◆ **The request**:
Write out the items word for word, starting from the first line of the items and ending with the line that contains "pixel 543 29", including that line.

◆ **Listed entries**:
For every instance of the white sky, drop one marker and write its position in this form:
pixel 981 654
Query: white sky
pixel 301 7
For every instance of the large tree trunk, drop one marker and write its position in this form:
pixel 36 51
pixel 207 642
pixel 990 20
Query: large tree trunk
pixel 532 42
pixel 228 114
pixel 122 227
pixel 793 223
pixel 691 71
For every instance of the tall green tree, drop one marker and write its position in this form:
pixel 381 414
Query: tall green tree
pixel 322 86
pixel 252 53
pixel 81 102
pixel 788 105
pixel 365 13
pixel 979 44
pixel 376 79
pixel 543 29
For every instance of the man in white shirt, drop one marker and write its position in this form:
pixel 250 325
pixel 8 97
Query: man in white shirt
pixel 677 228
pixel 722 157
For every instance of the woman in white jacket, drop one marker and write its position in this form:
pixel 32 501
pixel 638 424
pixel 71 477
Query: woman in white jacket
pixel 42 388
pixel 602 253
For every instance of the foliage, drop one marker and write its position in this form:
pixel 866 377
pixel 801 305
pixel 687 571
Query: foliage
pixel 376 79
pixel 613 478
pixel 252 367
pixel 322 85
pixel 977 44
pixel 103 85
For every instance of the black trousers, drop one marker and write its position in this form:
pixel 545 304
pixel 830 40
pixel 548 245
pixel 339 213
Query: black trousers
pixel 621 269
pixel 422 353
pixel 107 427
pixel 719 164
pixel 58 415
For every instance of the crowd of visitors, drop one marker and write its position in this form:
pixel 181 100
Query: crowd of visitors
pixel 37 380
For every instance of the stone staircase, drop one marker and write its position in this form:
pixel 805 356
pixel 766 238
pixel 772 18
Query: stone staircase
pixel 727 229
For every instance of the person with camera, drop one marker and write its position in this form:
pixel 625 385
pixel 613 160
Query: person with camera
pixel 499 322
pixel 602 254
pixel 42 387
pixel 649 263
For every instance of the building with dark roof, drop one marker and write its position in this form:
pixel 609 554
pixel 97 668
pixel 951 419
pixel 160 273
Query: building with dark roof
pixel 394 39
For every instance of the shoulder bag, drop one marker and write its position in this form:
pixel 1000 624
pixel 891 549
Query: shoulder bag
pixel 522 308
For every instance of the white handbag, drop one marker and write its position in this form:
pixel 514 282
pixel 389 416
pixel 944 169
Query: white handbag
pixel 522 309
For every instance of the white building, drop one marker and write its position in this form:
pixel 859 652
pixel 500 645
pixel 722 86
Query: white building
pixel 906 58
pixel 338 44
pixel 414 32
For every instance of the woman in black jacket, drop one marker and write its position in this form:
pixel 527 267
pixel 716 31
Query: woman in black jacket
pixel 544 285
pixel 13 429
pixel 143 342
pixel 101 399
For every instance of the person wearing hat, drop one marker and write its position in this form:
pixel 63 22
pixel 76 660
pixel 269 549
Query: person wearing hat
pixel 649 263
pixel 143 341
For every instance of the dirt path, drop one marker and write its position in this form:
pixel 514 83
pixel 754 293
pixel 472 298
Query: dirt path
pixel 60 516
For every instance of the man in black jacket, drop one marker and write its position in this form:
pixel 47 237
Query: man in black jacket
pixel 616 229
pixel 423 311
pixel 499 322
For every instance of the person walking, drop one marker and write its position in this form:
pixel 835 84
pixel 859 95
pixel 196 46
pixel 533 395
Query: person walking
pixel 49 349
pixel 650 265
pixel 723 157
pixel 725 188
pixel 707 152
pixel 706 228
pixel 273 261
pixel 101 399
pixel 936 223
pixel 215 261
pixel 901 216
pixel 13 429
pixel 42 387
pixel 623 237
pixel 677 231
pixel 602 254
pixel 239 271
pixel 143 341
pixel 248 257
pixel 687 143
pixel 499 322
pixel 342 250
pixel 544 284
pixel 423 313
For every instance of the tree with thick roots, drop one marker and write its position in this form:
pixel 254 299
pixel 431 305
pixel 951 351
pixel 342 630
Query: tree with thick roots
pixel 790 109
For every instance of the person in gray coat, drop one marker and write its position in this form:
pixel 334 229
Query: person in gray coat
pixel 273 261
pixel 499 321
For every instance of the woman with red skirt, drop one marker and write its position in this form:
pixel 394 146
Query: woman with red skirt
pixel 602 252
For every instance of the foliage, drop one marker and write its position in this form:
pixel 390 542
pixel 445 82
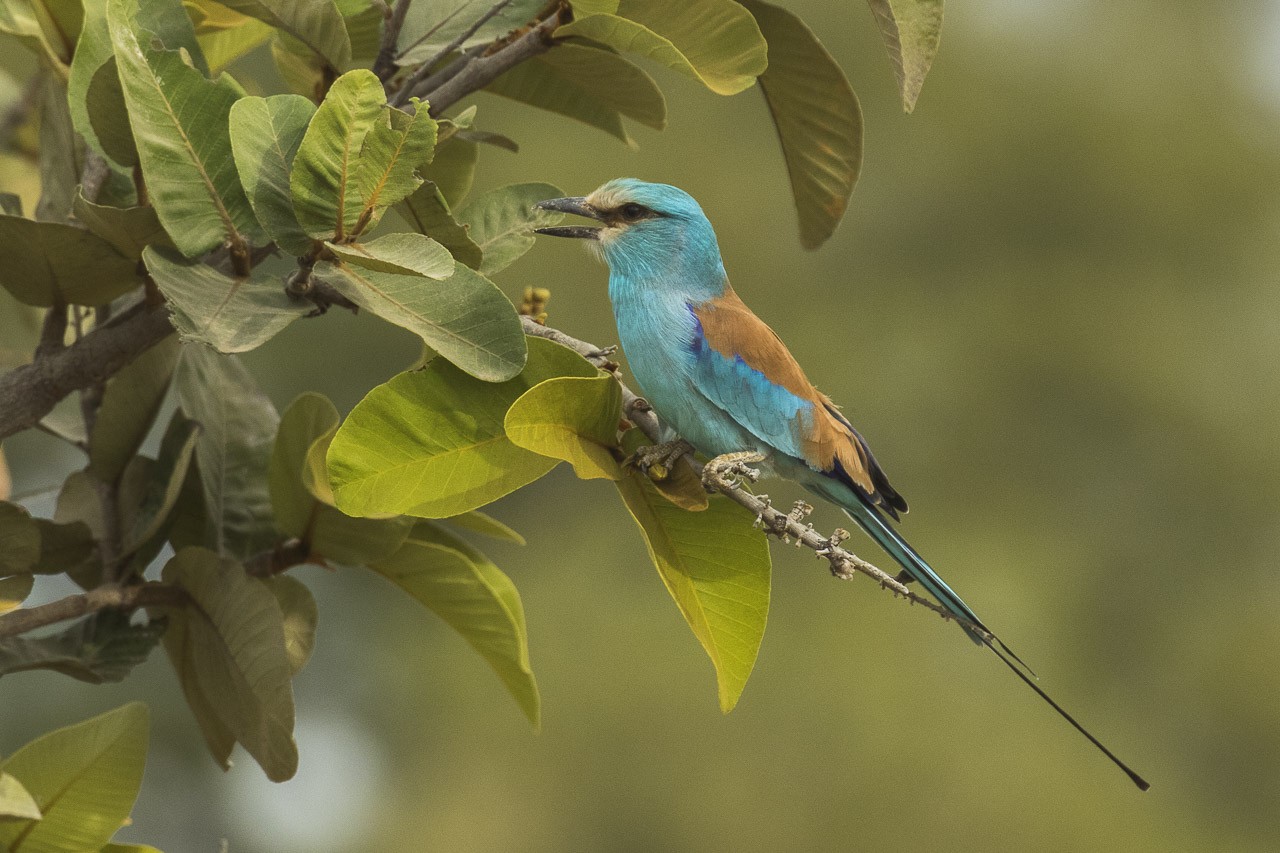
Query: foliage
pixel 165 183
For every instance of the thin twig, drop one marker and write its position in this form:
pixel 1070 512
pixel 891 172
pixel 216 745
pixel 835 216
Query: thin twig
pixel 109 596
pixel 385 63
pixel 425 68
pixel 844 564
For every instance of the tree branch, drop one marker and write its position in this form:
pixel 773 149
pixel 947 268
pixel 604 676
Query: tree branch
pixel 844 564
pixel 31 392
pixel 109 596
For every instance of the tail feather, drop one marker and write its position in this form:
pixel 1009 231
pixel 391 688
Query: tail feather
pixel 878 529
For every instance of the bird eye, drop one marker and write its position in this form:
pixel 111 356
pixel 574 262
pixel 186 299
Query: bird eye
pixel 632 211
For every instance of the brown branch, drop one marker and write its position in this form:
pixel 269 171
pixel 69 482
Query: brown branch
pixel 844 564
pixel 109 596
pixel 31 392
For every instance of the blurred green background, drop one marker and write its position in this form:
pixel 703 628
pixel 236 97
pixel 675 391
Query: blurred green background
pixel 1052 310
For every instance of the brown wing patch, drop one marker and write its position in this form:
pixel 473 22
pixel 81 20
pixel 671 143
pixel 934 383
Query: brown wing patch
pixel 734 331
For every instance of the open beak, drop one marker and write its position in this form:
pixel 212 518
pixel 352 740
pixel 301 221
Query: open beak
pixel 579 208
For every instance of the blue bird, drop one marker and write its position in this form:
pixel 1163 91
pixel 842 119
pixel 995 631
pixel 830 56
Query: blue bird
pixel 727 384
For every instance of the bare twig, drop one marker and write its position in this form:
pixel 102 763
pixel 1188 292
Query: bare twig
pixel 109 596
pixel 844 564
pixel 424 69
pixel 385 63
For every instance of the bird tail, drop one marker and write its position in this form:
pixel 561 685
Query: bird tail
pixel 878 529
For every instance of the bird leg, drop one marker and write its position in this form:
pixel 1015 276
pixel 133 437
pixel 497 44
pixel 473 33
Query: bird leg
pixel 657 460
pixel 717 471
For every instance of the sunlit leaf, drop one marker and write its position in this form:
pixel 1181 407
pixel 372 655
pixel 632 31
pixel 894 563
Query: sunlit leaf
pixel 100 648
pixel 46 263
pixel 502 222
pixel 129 405
pixel 228 314
pixel 716 565
pixel 713 41
pixel 465 318
pixel 300 612
pixel 428 211
pixel 912 30
pixel 574 419
pixel 128 229
pixel 478 601
pixel 316 23
pixel 584 82
pixel 396 146
pixel 181 126
pixel 265 137
pixel 304 501
pixel 229 649
pixel 238 425
pixel 323 179
pixel 403 254
pixel 432 442
pixel 83 779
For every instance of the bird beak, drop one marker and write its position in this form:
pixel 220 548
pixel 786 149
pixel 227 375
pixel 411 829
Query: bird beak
pixel 579 208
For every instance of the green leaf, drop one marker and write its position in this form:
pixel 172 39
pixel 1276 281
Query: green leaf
pixel 298 609
pixel 265 136
pixel 16 801
pixel 478 601
pixel 502 222
pixel 14 591
pixel 453 169
pixel 101 648
pixel 465 318
pixel 128 229
pixel 586 83
pixel 48 263
pixel 432 26
pixel 716 565
pixel 233 450
pixel 129 405
pixel 396 146
pixel 316 23
pixel 323 179
pixel 83 778
pixel 304 501
pixel 910 30
pixel 229 651
pixel 713 41
pixel 428 211
pixel 403 254
pixel 181 127
pixel 432 442
pixel 487 525
pixel 19 539
pixel 228 314
pixel 818 119
pixel 574 419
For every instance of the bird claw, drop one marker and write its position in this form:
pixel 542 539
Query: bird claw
pixel 658 460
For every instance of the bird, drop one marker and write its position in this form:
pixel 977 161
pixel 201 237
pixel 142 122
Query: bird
pixel 728 386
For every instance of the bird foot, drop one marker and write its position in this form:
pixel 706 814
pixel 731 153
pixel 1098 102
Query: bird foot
pixel 717 471
pixel 658 460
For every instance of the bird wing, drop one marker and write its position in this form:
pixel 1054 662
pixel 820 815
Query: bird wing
pixel 744 368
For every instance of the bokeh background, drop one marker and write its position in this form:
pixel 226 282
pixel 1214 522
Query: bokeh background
pixel 1054 309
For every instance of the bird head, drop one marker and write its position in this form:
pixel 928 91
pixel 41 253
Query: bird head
pixel 644 228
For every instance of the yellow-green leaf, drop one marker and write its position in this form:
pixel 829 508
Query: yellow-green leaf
pixel 912 30
pixel 478 601
pixel 574 419
pixel 432 442
pixel 229 643
pixel 713 41
pixel 83 779
pixel 716 565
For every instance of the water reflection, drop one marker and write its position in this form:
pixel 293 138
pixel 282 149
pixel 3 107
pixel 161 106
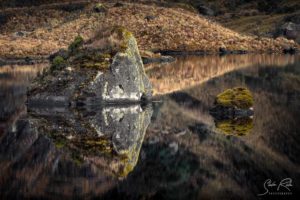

◆ **Complete answer**:
For every instance of the white sky, drop one marker and write its position in this form:
pixel 981 654
Query: white sky
pixel 301 7
For every instance of the large tree trunk, drop one marker and write its position in this form:
pixel 36 51
pixel 207 642
pixel 990 20
Query: large tree trunk
pixel 532 42
pixel 228 114
pixel 122 227
pixel 793 223
pixel 691 71
For every instance of the tall green tree, drop one marker and write its position in this form:
pixel 381 414
Query: tall green tree
pixel 322 86
pixel 252 53
pixel 81 102
pixel 788 105
pixel 365 13
pixel 979 44
pixel 376 79
pixel 543 29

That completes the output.